● **AUSGEWÄHLTER ABSCHNITT**

Zu den Diskussionsinhalten nur soviel: Es gab unterschiedliche Einschätzungen darüber, in welche Richtung sich die totale 'Kommerzialisierung' mit ihrer eigenen Vehemenz bereits unaufhaltbar verselbstständigt hat. Die Statements reichten von "da ist noch was zu machen" bis hin zu "das kommt sowieso, die Frage ist nur: wann?" 'Wir holen uns das Spiel zurück' war das Motto des Zine-Treffens, doch leider machten ein paar Teilnehmer in den Debatten auf mich den Eindruck, als hätten sie die Flinte schon längst mit Korn getränkt, oder wie das heißt. Klar, bei der voranschreitenden Vereinnahmung des Profifußballs durch Privat- Fernsehanstalten, werbetreibende Großkonzerne, Sponsoren und vereinseigene oder -nahe wie -ferne Marketingfirmen kann einem schon angst und bange werden. Und auch, was ein paar Teilnehmer von bereits existierenden Perversionen zu berichten hatten (bspw. dem Einspielen von Zuschauer-Euphorie per Band in US-Stadien), trägt zunächst mal nicht zwingend dazu bei, allzu optimistisch in die Zukunft blicken zu können.
Doch wurde, und dies ist sicherlich ein nicht unerheblicher Faktor, konstatiert, daß mittlerweile das kritische Fan-Potential durchaus zur Corporate Identity der Vereine nicht unwesentlich beiträgt und dieser Umstand mittlerweile auch gern von den Vereinen offensiv genutzt wird. Die allgemeine Einschätzung in Oer-Erkenschwick war daher die, daß mit diesem Pfund durchaus auch positiv gearbeitet werden kann. Tenor: Ohne uns ist der Verein nichts!

● **GEZEIGTE EINTRÄGE**
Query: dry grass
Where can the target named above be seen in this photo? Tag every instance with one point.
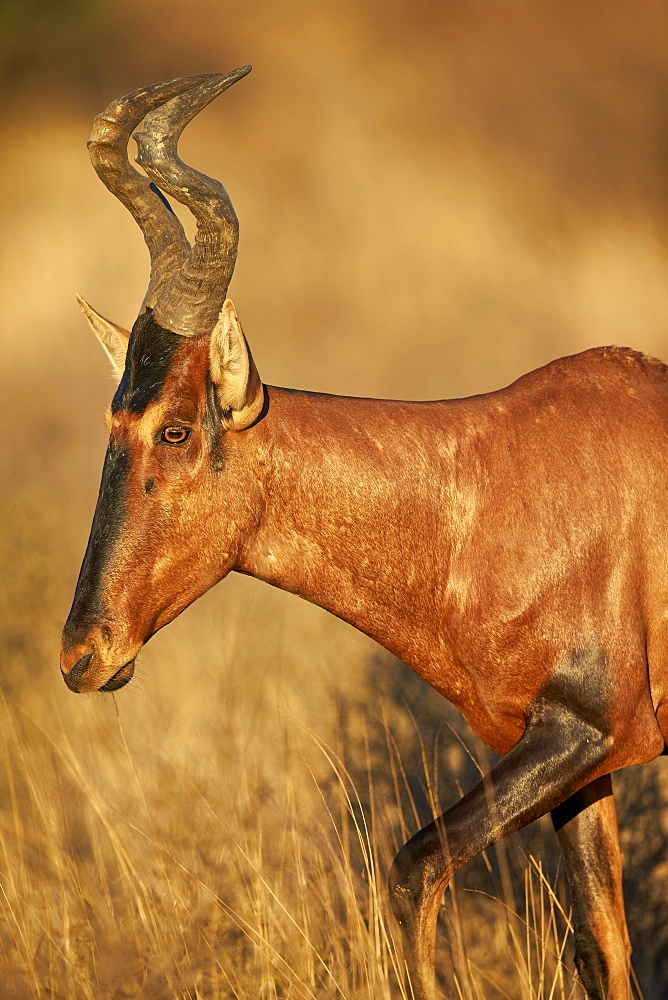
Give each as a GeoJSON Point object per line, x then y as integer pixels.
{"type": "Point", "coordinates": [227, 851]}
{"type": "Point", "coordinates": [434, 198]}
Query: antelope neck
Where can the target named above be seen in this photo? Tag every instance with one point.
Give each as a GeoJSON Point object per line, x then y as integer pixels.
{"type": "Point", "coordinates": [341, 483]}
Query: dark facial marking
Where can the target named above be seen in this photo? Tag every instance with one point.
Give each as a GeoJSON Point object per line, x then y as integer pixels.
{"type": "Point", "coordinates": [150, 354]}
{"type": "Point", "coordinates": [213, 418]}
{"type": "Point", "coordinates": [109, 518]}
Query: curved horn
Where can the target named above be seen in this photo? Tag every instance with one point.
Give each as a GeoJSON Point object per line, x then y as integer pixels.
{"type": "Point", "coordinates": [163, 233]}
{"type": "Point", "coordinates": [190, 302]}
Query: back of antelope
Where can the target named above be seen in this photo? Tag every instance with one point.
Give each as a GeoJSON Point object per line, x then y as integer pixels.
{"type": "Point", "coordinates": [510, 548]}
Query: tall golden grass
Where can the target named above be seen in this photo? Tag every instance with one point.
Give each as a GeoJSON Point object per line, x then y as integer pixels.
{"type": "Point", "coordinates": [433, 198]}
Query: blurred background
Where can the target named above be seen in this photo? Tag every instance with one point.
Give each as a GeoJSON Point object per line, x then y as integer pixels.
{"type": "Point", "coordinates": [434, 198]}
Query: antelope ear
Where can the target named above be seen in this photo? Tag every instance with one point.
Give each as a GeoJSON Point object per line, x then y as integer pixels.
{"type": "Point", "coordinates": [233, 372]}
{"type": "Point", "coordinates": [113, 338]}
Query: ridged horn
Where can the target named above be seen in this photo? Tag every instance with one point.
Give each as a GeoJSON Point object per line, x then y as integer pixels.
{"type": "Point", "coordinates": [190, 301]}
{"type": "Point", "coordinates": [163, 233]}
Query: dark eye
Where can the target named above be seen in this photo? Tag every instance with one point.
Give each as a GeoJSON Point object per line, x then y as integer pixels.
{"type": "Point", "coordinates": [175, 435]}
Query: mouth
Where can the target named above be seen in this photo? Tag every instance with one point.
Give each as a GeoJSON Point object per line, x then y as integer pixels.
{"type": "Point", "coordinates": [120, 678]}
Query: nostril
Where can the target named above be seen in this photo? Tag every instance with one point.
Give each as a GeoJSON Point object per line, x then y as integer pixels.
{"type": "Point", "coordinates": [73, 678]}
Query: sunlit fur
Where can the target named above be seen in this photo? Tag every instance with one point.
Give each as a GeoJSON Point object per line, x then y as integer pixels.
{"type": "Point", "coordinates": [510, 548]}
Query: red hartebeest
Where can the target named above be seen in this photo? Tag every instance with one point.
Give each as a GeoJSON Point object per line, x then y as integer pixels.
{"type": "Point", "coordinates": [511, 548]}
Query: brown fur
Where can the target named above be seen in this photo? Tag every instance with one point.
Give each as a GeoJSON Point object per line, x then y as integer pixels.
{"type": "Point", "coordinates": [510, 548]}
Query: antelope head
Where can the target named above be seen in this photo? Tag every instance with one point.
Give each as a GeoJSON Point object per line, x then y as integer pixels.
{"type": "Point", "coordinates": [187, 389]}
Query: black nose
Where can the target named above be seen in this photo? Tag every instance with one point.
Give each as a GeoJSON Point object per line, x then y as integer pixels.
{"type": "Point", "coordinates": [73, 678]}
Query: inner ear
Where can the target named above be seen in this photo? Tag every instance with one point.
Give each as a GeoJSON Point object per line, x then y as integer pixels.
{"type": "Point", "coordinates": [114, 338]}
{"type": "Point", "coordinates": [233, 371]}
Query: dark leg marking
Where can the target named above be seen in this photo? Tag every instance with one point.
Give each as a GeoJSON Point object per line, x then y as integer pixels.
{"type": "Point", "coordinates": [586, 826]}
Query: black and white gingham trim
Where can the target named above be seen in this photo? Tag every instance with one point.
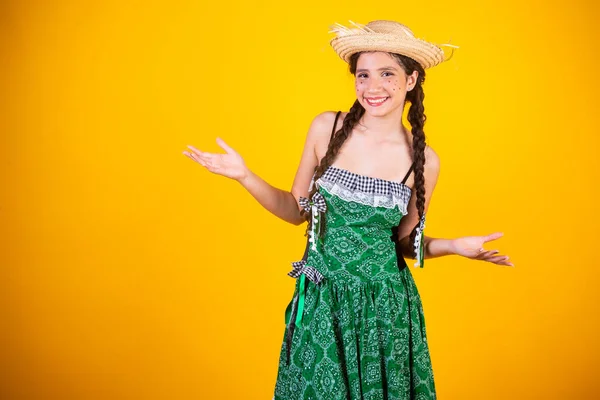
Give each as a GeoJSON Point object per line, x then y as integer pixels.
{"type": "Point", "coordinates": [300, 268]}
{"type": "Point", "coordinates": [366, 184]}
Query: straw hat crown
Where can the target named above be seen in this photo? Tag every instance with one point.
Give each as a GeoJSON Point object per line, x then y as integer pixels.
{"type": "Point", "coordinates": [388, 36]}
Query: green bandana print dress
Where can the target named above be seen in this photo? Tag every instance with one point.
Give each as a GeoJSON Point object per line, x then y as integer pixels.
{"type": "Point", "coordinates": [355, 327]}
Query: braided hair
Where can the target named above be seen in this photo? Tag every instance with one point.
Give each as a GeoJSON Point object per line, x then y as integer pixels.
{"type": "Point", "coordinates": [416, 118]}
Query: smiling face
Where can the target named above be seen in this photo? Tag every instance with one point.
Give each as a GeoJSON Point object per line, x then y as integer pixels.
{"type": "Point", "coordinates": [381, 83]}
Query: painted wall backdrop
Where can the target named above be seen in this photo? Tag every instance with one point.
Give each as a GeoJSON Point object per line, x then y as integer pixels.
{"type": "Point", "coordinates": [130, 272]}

● **AUFGABEN**
1. Beantworte diese Fragen zum Text über das Zine-Treffen:
(a) Welches Motto hatte das Zine-Treffen?
(b) Welches Beispiel für bereits existierende Perversionen nannten ein paar Teilnehmer?
(c) Wie lautete der Tenor am Schluss?
2. Ändere einen Teil des Textes über das Zine-Treffen: Schreib ihn neu, beginnend mit „Doch wurde, und“ und weiter bis einschließlich „der Verein nichts!“, und setze dabei „inzwischen“ an die Stelle von „mittlerweile“.
Stütze dich beim Antworten nur auf den Text.

● **LÖSUNGEN JE AUFGABE**
1.
(a) 'Wir holen uns das Spiel zurück'
(b) Das Einspielen von Zuschauer-Euphorie per Band in US-Stadien
(c) Ohne uns ist der Verein nichts!

2.
Doch wurde, und dies ist sicherlich ein nicht unerheblicher Faktor, konstatiert, daß inzwischen das kritische Fan-Potential durchaus zur Corporate Identity der Vereine nicht unwesentlich beiträgt und dieser Umstand inzwischen auch gern von den Vereinen offensiv genutzt wird. Die allgemeine Einschätzung in Oer-Erkenschwick war daher die, daß mit diesem Pfund durchaus auch positiv gearbeitet werden kann. Tenor: Ohne uns ist der Verein nichts!